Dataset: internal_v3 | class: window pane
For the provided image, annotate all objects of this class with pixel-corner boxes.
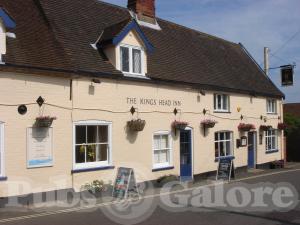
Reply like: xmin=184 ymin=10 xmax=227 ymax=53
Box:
xmin=220 ymin=132 xmax=225 ymax=140
xmin=76 ymin=146 xmax=85 ymax=163
xmin=98 ymin=126 xmax=108 ymax=143
xmin=223 ymin=95 xmax=228 ymax=110
xmin=121 ymin=47 xmax=129 ymax=72
xmin=217 ymin=95 xmax=222 ymax=109
xmin=161 ymin=135 xmax=169 ymax=149
xmin=215 ymin=142 xmax=219 ymax=158
xmin=97 ymin=144 xmax=108 ymax=162
xmin=154 ymin=151 xmax=160 ymax=164
xmin=86 ymin=145 xmax=96 ymax=162
xmin=87 ymin=126 xmax=97 ymax=144
xmin=76 ymin=126 xmax=86 ymax=144
xmin=226 ymin=132 xmax=231 ymax=140
xmin=226 ymin=141 xmax=231 ymax=156
xmin=132 ymin=49 xmax=141 ymax=74
xmin=215 ymin=133 xmax=218 ymax=141
xmin=159 ymin=150 xmax=168 ymax=163
xmin=154 ymin=135 xmax=160 ymax=149
xmin=220 ymin=142 xmax=225 ymax=156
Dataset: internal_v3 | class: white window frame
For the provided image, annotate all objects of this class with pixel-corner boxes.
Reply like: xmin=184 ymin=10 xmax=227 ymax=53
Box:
xmin=0 ymin=122 xmax=5 ymax=177
xmin=266 ymin=99 xmax=277 ymax=114
xmin=73 ymin=120 xmax=112 ymax=170
xmin=214 ymin=94 xmax=230 ymax=112
xmin=214 ymin=131 xmax=233 ymax=159
xmin=265 ymin=129 xmax=278 ymax=152
xmin=119 ymin=44 xmax=145 ymax=76
xmin=0 ymin=21 xmax=6 ymax=64
xmin=152 ymin=131 xmax=173 ymax=169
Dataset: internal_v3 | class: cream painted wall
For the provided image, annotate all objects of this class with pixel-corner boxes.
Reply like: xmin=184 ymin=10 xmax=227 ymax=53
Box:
xmin=0 ymin=71 xmax=283 ymax=197
xmin=104 ymin=29 xmax=148 ymax=74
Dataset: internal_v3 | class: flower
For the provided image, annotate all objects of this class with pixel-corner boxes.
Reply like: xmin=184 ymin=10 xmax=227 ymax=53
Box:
xmin=278 ymin=123 xmax=287 ymax=130
xmin=201 ymin=119 xmax=217 ymax=125
xmin=201 ymin=119 xmax=217 ymax=128
xmin=260 ymin=125 xmax=273 ymax=131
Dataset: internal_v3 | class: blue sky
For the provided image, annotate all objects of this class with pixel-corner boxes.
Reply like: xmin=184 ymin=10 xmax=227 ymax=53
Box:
xmin=103 ymin=0 xmax=300 ymax=103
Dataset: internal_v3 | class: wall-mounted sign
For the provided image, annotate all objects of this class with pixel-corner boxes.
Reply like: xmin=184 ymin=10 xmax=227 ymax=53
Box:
xmin=281 ymin=65 xmax=294 ymax=86
xmin=241 ymin=136 xmax=248 ymax=147
xmin=126 ymin=97 xmax=182 ymax=107
xmin=27 ymin=128 xmax=53 ymax=168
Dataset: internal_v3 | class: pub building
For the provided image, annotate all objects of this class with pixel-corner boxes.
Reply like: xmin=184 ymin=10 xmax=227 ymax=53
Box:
xmin=0 ymin=0 xmax=285 ymax=198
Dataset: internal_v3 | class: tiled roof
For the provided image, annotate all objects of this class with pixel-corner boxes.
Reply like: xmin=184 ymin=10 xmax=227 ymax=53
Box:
xmin=0 ymin=0 xmax=284 ymax=98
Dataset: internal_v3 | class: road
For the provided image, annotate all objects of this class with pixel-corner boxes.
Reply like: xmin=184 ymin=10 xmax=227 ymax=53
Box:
xmin=0 ymin=169 xmax=300 ymax=225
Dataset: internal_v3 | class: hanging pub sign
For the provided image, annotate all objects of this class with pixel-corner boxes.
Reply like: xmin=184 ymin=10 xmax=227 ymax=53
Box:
xmin=281 ymin=65 xmax=294 ymax=86
xmin=112 ymin=167 xmax=139 ymax=199
xmin=216 ymin=157 xmax=235 ymax=182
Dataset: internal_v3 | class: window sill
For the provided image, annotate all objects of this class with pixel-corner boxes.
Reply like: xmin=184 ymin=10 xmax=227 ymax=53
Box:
xmin=123 ymin=73 xmax=150 ymax=79
xmin=152 ymin=166 xmax=174 ymax=172
xmin=71 ymin=166 xmax=115 ymax=174
xmin=266 ymin=113 xmax=277 ymax=115
xmin=266 ymin=149 xmax=279 ymax=154
xmin=0 ymin=176 xmax=7 ymax=181
xmin=214 ymin=111 xmax=231 ymax=114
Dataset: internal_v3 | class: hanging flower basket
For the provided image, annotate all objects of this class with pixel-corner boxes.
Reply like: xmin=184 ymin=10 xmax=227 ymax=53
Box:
xmin=260 ymin=125 xmax=273 ymax=131
xmin=35 ymin=116 xmax=57 ymax=127
xmin=172 ymin=120 xmax=188 ymax=130
xmin=238 ymin=123 xmax=256 ymax=132
xmin=201 ymin=119 xmax=217 ymax=128
xmin=127 ymin=119 xmax=146 ymax=132
xmin=278 ymin=122 xmax=287 ymax=131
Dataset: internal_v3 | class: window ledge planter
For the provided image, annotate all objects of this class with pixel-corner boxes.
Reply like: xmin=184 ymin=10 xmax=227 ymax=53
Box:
xmin=260 ymin=125 xmax=273 ymax=132
xmin=277 ymin=123 xmax=287 ymax=131
xmin=172 ymin=120 xmax=188 ymax=130
xmin=127 ymin=119 xmax=146 ymax=132
xmin=201 ymin=119 xmax=217 ymax=128
xmin=35 ymin=116 xmax=57 ymax=127
xmin=201 ymin=119 xmax=217 ymax=136
xmin=172 ymin=120 xmax=188 ymax=136
xmin=238 ymin=123 xmax=255 ymax=132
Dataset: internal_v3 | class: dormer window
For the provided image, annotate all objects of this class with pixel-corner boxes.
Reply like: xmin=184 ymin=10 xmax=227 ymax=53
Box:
xmin=98 ymin=19 xmax=153 ymax=78
xmin=120 ymin=45 xmax=143 ymax=75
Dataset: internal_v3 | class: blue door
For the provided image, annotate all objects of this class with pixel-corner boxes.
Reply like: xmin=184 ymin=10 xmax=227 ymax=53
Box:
xmin=180 ymin=130 xmax=192 ymax=181
xmin=248 ymin=132 xmax=256 ymax=168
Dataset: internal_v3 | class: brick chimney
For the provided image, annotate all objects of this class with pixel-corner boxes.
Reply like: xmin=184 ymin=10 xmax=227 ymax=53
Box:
xmin=128 ymin=0 xmax=156 ymax=18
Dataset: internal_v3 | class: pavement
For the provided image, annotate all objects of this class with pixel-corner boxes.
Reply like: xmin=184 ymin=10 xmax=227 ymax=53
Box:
xmin=0 ymin=163 xmax=300 ymax=225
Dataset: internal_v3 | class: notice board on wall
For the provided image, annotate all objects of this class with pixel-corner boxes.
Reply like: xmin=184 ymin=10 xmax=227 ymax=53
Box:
xmin=112 ymin=167 xmax=139 ymax=199
xmin=27 ymin=127 xmax=53 ymax=168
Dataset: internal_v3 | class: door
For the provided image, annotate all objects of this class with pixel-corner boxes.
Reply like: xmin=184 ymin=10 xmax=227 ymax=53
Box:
xmin=248 ymin=132 xmax=256 ymax=169
xmin=180 ymin=129 xmax=192 ymax=181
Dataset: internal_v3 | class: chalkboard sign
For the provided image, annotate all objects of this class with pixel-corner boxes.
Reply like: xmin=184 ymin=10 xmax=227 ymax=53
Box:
xmin=216 ymin=158 xmax=235 ymax=181
xmin=112 ymin=167 xmax=139 ymax=199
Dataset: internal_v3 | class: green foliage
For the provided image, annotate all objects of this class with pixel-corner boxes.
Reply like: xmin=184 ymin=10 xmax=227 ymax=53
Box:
xmin=82 ymin=180 xmax=105 ymax=194
xmin=284 ymin=113 xmax=300 ymax=135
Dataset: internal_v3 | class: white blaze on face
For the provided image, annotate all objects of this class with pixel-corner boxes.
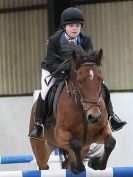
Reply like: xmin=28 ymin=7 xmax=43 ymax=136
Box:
xmin=89 ymin=70 xmax=94 ymax=80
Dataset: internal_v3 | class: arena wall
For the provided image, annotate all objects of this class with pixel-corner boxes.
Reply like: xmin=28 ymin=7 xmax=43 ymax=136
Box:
xmin=0 ymin=92 xmax=132 ymax=168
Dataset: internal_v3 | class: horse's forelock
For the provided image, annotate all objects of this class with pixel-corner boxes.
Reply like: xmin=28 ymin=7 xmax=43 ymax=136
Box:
xmin=61 ymin=43 xmax=102 ymax=66
xmin=61 ymin=43 xmax=85 ymax=59
xmin=86 ymin=50 xmax=102 ymax=66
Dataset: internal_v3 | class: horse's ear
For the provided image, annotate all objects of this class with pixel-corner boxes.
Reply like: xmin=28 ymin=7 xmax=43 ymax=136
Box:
xmin=72 ymin=50 xmax=80 ymax=67
xmin=97 ymin=48 xmax=103 ymax=65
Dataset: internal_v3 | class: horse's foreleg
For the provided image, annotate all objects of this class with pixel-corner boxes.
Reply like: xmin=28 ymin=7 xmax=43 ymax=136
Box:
xmin=88 ymin=135 xmax=116 ymax=170
xmin=55 ymin=126 xmax=75 ymax=169
xmin=81 ymin=146 xmax=90 ymax=160
xmin=30 ymin=139 xmax=55 ymax=170
xmin=99 ymin=135 xmax=116 ymax=169
xmin=55 ymin=127 xmax=85 ymax=173
xmin=69 ymin=137 xmax=85 ymax=174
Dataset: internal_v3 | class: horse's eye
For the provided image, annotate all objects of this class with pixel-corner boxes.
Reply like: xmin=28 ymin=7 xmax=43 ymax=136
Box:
xmin=98 ymin=77 xmax=101 ymax=81
xmin=78 ymin=77 xmax=86 ymax=84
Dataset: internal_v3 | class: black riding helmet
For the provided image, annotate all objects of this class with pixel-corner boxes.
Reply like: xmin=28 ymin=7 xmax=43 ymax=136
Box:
xmin=61 ymin=7 xmax=84 ymax=28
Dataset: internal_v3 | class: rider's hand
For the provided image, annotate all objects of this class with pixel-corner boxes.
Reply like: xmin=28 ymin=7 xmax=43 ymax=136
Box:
xmin=61 ymin=63 xmax=71 ymax=72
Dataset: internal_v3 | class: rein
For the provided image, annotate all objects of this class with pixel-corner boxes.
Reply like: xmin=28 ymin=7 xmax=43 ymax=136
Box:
xmin=44 ymin=59 xmax=71 ymax=86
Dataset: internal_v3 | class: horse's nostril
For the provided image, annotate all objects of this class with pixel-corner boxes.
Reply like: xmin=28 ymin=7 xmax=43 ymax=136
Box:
xmin=87 ymin=115 xmax=93 ymax=122
xmin=87 ymin=113 xmax=101 ymax=123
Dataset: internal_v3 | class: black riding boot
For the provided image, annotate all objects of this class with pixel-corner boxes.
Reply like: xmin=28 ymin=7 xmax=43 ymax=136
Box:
xmin=28 ymin=93 xmax=44 ymax=140
xmin=102 ymin=84 xmax=127 ymax=131
xmin=107 ymin=99 xmax=127 ymax=131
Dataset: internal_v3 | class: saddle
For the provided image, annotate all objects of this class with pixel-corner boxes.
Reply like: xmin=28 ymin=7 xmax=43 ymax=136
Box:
xmin=43 ymin=79 xmax=65 ymax=127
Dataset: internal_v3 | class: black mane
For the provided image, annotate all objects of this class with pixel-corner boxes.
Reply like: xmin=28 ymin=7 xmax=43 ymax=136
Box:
xmin=60 ymin=42 xmax=102 ymax=66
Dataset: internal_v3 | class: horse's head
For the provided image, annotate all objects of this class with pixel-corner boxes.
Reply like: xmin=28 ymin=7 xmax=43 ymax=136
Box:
xmin=60 ymin=43 xmax=103 ymax=123
xmin=71 ymin=48 xmax=103 ymax=123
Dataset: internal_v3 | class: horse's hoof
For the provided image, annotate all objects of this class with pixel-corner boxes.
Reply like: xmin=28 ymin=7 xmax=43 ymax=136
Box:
xmin=70 ymin=162 xmax=85 ymax=174
xmin=88 ymin=157 xmax=101 ymax=170
xmin=39 ymin=164 xmax=49 ymax=170
xmin=70 ymin=162 xmax=79 ymax=174
xmin=62 ymin=161 xmax=68 ymax=169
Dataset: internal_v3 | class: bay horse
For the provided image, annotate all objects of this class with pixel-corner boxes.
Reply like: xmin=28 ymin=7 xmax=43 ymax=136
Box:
xmin=29 ymin=43 xmax=116 ymax=174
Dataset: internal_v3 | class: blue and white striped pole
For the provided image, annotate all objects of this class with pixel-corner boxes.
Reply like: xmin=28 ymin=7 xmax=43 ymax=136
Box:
xmin=0 ymin=167 xmax=133 ymax=177
xmin=0 ymin=149 xmax=59 ymax=164
xmin=0 ymin=154 xmax=33 ymax=164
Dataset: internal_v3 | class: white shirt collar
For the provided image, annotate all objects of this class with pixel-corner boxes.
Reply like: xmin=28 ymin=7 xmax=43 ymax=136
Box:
xmin=65 ymin=33 xmax=77 ymax=43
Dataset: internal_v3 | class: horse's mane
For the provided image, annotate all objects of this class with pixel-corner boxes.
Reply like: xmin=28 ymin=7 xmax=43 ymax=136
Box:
xmin=60 ymin=42 xmax=102 ymax=66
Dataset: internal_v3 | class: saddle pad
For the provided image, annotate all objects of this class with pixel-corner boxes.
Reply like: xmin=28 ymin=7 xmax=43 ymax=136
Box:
xmin=53 ymin=81 xmax=65 ymax=118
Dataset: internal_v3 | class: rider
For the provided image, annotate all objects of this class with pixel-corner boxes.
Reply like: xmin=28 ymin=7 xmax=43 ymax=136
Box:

**YOUR GOAL**
Working through the data above, find every line holding "sign" and copy it.

**ANSWER TO THE PROBLEM**
Dataset: internal_v3 | class: wall-mounted sign
Dataset: internal_v3 | class: hanging pub sign
Dataset: internal_v3 | class: chalkboard sign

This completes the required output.